TASK ITEM: With the string "below" as the filter, copy each matching line from the records.

BEGIN RAW DATA

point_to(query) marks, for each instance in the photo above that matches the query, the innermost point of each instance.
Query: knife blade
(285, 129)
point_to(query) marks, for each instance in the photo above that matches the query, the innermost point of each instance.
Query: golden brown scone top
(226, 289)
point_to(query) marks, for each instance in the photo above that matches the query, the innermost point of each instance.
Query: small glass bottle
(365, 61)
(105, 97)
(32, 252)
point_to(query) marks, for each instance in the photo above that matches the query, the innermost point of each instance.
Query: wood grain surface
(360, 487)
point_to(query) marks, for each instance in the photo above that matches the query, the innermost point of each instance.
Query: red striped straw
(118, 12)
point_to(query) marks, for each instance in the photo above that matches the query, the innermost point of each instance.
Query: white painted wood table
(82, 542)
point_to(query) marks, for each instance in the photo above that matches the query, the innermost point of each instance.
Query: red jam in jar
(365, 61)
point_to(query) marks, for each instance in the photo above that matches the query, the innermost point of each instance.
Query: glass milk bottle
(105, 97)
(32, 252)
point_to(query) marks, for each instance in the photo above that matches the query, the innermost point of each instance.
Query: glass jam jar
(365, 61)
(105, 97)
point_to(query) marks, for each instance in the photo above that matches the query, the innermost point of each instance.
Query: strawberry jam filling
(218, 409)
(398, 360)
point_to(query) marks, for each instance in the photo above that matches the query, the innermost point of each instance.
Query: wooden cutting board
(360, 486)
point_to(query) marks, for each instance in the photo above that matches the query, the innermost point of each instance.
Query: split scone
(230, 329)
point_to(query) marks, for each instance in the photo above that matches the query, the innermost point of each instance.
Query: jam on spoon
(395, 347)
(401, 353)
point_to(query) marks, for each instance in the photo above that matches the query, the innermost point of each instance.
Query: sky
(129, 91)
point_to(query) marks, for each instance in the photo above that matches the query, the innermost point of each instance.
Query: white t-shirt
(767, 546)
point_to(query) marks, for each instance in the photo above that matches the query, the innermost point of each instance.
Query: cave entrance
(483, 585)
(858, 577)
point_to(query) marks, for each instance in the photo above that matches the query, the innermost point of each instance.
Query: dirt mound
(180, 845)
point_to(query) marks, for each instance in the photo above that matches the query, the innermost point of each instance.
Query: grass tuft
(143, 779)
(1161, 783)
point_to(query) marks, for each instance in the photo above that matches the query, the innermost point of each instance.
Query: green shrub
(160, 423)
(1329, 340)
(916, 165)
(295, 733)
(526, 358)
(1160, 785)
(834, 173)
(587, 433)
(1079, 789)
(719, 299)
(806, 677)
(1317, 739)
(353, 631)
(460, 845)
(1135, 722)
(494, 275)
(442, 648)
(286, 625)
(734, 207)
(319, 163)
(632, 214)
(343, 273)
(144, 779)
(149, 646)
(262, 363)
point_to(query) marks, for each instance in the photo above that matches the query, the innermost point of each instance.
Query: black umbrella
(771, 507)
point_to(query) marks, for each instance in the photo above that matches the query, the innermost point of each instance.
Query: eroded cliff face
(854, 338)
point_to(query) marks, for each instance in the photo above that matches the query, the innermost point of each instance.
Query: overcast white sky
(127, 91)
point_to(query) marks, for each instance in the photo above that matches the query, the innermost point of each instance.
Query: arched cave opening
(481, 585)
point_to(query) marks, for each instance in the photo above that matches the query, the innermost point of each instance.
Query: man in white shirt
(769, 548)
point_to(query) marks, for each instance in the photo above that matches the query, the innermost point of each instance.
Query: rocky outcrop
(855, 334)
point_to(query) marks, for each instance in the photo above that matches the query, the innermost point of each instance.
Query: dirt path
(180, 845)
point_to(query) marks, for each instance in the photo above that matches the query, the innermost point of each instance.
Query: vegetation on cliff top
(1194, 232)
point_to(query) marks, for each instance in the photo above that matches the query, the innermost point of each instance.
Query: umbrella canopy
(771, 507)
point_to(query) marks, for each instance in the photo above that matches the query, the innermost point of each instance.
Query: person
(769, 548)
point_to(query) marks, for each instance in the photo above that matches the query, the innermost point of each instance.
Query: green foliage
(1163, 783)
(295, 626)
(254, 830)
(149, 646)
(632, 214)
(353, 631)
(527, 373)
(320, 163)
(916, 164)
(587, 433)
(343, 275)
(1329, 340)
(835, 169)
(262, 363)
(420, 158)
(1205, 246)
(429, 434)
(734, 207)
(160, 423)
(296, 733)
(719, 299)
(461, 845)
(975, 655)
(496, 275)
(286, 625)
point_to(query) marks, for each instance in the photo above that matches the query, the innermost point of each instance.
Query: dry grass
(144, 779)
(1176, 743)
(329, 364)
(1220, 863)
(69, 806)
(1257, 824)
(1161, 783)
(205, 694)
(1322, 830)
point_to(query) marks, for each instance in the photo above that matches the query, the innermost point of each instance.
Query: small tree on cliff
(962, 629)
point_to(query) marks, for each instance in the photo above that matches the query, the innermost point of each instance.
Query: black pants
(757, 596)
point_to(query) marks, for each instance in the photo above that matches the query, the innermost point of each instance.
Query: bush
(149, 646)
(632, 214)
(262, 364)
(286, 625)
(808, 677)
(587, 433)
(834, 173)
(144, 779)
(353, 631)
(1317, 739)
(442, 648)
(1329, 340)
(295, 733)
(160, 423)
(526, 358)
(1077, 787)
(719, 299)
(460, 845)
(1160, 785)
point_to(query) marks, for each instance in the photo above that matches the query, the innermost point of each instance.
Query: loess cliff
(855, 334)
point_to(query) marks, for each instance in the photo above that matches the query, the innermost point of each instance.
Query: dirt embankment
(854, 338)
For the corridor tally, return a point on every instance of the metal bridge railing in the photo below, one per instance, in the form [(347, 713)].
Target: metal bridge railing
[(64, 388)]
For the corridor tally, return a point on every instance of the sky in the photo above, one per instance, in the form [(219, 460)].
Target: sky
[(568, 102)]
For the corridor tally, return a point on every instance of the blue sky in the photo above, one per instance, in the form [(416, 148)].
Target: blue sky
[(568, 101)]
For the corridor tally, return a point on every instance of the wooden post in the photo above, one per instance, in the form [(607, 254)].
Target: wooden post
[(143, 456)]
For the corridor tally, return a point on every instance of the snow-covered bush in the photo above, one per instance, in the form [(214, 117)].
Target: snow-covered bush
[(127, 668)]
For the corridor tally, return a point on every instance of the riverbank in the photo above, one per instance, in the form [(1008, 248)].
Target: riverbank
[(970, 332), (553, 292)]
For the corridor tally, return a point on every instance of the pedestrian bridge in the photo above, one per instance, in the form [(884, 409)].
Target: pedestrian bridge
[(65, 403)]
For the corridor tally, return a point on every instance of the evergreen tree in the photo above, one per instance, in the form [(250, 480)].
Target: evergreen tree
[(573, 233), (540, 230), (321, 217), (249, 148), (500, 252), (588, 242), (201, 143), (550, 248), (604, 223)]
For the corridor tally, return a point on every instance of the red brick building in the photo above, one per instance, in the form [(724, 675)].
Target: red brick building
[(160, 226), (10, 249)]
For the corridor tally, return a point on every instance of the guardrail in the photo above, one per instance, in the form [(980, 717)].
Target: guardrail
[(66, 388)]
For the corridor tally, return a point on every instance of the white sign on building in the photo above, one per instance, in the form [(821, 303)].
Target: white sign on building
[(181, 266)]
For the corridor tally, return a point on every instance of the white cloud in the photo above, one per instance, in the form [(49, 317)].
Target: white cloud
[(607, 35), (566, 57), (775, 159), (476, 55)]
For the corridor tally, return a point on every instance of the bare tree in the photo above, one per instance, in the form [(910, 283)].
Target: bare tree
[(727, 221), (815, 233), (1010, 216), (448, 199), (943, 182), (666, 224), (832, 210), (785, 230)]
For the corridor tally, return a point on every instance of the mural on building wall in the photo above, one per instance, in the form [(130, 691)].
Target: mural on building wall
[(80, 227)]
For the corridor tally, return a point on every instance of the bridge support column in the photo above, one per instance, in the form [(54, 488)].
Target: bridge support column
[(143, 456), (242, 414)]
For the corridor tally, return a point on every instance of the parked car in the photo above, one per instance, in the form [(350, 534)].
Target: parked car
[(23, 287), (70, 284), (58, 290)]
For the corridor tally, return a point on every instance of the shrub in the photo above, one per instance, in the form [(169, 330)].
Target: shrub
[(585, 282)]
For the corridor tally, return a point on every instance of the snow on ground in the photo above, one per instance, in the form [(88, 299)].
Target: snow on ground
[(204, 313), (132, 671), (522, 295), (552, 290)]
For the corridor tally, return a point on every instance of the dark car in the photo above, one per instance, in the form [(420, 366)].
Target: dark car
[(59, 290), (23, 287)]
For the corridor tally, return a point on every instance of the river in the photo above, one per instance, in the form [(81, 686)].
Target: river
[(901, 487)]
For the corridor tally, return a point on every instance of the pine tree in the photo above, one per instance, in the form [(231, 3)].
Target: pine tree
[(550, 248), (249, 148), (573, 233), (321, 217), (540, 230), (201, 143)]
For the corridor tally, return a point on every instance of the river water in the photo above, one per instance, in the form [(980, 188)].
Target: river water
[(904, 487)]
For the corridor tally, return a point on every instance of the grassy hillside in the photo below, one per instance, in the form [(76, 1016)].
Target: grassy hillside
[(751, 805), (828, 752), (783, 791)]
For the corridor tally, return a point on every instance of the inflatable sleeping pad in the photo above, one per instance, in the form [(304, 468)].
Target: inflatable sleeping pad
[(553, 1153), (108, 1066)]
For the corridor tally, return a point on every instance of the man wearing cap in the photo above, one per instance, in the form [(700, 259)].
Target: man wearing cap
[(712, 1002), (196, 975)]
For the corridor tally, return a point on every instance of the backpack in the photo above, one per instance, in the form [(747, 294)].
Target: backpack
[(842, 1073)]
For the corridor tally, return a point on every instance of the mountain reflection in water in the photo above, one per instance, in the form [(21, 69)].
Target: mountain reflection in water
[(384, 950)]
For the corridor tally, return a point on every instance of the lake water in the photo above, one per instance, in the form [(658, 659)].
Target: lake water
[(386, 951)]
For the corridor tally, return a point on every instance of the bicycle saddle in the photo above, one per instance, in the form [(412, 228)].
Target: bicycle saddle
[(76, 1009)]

END RAW DATA

REPLY:
For the corridor tally, return a point on every instance of the metal bridge railing in the photo below, one per instance, in the form [(347, 713)].
For the corridor tally, return a point on every instance of the grassy hillside in the photo below, one per instance, in the form [(76, 1016)].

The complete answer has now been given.